GIVEN INSTRUCTION – Starting with the line that contains "the white interior" and going on through the end of the records, write out every line again with the requests included. Shift each coordinate in the answers by adding 136, and leave the requests and their sample points unchanged.

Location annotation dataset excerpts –
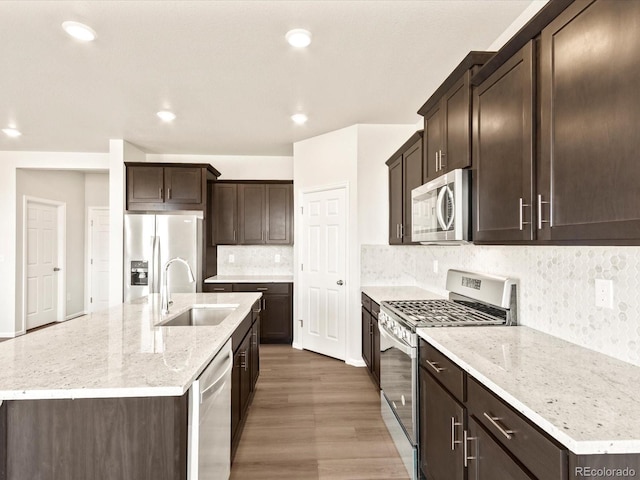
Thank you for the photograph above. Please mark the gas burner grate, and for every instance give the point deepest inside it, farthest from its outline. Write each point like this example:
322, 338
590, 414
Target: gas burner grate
447, 312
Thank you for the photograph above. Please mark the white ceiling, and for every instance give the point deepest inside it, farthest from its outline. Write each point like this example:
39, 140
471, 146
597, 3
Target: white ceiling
225, 69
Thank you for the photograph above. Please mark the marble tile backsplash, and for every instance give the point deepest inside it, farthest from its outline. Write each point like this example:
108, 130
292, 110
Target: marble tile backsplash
557, 286
255, 260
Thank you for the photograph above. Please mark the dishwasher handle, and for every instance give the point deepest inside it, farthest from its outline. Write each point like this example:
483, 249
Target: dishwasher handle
211, 388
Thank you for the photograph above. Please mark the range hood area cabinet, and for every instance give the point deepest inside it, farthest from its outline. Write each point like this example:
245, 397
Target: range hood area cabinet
153, 187
567, 172
253, 213
405, 174
447, 120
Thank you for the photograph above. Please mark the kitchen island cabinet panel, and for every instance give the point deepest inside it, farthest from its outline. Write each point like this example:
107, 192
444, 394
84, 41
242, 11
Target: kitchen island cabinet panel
125, 438
590, 71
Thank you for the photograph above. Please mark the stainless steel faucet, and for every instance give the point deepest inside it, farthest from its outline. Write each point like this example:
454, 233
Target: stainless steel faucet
164, 292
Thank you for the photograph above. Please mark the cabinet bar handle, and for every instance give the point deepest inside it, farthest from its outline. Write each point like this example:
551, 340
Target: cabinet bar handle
454, 424
465, 454
521, 209
540, 203
435, 366
494, 421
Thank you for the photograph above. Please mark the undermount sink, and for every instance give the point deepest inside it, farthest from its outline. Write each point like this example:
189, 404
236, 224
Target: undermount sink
208, 315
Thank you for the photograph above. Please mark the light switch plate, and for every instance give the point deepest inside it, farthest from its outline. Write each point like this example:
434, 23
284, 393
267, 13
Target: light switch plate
604, 293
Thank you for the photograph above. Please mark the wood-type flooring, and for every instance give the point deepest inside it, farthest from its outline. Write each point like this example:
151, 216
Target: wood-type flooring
314, 417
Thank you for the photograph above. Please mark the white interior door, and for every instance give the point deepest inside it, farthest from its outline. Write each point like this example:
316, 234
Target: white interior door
322, 278
98, 259
41, 264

OUTPUT OF THE TASK –
Thank you for the photograph above. Please mark the white interior door, and for every instance give the point deepest inside it, farthest from its outline. Write each point like this example:
316, 234
Target: white interior door
458, 414
234, 395
177, 400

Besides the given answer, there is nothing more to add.